Labeled-object pointing entries:
══════

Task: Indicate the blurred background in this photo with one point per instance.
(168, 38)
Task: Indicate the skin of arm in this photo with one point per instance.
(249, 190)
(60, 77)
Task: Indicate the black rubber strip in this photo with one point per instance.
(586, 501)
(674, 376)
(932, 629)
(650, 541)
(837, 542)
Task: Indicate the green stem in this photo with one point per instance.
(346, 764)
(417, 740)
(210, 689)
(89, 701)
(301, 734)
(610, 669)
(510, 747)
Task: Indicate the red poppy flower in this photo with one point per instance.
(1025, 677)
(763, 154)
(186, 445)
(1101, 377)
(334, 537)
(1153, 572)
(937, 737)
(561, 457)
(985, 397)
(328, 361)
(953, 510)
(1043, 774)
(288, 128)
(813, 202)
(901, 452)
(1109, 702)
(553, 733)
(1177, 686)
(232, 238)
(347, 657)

══════

- WHAT YOU NEED TO DO:
Reproduce the data above line for line, with no changes.

- RESPONSE FOR THIS EXERCISE:
Task: Indicate the blurred background in this photo with one point per instance.
(168, 38)
Task: Indicate the skin of arm in this photo with one point per instance.
(249, 190)
(60, 77)
Task: Indicate the black rubber strip in this photo with one point per instance.
(586, 501)
(674, 376)
(932, 629)
(650, 541)
(837, 542)
Task: Indicate the green stem in this photo with one point per instance.
(346, 764)
(417, 740)
(210, 689)
(89, 701)
(301, 734)
(610, 669)
(510, 747)
Task: Indicate the red poppy flower in this photo with one point per instance.
(1025, 677)
(763, 154)
(186, 445)
(1101, 377)
(334, 537)
(1153, 572)
(937, 737)
(561, 457)
(985, 397)
(328, 361)
(953, 510)
(1043, 774)
(288, 128)
(813, 202)
(901, 452)
(1109, 702)
(553, 733)
(1177, 686)
(232, 238)
(347, 657)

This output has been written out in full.